[INPUT DATA]

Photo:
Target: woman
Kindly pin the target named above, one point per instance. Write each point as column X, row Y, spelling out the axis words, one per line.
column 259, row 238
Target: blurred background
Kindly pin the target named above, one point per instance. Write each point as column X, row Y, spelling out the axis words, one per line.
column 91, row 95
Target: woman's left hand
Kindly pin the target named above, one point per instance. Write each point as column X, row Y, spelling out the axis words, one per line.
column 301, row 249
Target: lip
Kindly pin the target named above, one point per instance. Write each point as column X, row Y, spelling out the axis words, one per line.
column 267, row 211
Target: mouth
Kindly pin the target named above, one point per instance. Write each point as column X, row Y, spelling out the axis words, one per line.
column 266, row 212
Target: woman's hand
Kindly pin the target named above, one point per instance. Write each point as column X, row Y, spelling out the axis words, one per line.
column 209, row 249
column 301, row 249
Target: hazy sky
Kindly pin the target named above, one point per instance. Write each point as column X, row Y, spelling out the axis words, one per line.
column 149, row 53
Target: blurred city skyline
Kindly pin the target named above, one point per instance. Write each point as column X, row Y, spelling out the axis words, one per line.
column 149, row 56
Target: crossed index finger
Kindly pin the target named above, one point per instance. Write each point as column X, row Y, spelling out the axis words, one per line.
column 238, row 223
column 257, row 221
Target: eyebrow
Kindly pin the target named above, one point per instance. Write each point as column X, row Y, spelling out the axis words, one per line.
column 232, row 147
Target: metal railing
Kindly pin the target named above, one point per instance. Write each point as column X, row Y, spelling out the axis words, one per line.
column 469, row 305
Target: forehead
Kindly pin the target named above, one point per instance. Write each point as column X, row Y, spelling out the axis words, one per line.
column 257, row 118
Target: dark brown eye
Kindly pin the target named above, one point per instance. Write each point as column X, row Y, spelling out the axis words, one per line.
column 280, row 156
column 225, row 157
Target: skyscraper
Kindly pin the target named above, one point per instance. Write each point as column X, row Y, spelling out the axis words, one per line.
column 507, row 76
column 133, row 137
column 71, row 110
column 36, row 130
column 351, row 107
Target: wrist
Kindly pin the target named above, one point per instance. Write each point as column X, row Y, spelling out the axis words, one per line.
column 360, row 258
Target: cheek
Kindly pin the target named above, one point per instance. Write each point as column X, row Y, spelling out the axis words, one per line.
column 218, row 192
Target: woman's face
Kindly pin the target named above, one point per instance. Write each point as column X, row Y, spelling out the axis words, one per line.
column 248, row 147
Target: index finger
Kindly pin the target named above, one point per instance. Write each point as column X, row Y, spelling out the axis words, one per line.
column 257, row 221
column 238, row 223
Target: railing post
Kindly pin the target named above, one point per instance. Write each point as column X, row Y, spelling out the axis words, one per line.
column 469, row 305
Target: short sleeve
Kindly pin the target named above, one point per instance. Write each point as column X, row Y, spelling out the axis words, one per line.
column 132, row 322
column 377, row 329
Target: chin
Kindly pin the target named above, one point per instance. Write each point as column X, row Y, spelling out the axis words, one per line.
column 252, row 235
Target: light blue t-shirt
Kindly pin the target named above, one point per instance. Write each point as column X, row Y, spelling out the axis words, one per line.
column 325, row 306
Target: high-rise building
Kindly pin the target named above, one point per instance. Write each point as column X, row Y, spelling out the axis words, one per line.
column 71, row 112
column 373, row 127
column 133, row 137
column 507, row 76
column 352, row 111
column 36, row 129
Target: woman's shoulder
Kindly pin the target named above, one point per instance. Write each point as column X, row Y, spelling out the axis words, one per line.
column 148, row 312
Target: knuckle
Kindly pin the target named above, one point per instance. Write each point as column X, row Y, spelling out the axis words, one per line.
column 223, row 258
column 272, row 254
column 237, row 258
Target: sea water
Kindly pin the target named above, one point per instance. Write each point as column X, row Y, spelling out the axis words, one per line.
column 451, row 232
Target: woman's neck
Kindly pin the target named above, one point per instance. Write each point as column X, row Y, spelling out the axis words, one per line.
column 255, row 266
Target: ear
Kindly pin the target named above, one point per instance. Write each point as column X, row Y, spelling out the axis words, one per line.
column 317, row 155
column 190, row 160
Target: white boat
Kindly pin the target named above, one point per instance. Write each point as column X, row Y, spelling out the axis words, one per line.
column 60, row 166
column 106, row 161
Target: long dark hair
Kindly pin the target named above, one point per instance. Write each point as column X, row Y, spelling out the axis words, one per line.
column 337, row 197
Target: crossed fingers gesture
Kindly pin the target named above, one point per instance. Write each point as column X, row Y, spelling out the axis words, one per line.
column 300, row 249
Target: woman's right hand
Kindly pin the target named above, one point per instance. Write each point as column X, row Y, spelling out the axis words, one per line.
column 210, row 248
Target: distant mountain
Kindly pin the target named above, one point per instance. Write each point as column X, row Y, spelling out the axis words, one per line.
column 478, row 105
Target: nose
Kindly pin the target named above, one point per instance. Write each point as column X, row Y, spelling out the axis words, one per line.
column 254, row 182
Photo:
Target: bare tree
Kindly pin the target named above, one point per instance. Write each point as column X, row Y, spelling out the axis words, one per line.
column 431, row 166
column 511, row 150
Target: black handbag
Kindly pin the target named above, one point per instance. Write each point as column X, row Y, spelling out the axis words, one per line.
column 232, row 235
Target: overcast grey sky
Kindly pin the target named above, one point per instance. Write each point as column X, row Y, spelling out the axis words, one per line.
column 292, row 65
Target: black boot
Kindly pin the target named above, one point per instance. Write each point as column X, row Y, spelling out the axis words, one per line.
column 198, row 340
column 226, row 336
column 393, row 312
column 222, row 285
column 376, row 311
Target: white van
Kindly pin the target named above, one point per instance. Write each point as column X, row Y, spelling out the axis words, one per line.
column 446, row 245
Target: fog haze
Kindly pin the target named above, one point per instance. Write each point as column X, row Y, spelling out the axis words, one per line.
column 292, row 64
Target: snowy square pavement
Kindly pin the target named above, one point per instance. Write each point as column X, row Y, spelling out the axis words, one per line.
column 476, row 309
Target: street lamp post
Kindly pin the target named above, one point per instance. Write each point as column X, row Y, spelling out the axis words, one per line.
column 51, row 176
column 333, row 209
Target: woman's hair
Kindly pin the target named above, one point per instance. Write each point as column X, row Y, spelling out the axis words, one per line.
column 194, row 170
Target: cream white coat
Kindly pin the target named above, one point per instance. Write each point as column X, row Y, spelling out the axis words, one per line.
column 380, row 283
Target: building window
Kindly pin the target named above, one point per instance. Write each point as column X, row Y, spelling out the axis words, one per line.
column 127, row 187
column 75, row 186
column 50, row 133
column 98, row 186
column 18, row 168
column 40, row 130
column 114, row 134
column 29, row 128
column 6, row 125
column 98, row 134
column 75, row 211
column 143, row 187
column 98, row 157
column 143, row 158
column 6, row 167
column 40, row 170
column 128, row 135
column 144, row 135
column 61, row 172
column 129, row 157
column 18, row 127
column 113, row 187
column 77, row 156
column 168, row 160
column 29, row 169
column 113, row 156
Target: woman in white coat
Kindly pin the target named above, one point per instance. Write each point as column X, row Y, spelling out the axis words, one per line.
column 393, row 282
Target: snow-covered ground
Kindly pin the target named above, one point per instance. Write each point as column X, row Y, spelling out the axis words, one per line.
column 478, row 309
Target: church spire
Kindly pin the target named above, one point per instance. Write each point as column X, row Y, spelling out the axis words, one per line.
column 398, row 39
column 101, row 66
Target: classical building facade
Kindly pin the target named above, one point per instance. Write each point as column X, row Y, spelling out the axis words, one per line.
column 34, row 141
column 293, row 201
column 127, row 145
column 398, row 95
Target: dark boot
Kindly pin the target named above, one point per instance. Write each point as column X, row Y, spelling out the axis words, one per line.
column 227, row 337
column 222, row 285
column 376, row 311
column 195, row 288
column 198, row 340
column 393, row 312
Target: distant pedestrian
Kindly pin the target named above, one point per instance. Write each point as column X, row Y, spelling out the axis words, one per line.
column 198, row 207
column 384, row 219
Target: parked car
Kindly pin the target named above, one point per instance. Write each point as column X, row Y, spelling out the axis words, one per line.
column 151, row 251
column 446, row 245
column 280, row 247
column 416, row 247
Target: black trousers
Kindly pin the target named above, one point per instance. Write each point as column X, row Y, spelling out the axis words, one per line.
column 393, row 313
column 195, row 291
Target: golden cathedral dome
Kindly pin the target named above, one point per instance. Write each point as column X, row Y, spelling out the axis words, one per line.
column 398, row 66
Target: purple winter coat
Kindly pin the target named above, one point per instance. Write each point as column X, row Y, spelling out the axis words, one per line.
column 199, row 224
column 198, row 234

[/INPUT DATA]

**ABOUT THIS TASK**
Take every line above where "post" appears and copy it.

**PROBLEM SOLUTION**
Target: railing post
Target: street lamp post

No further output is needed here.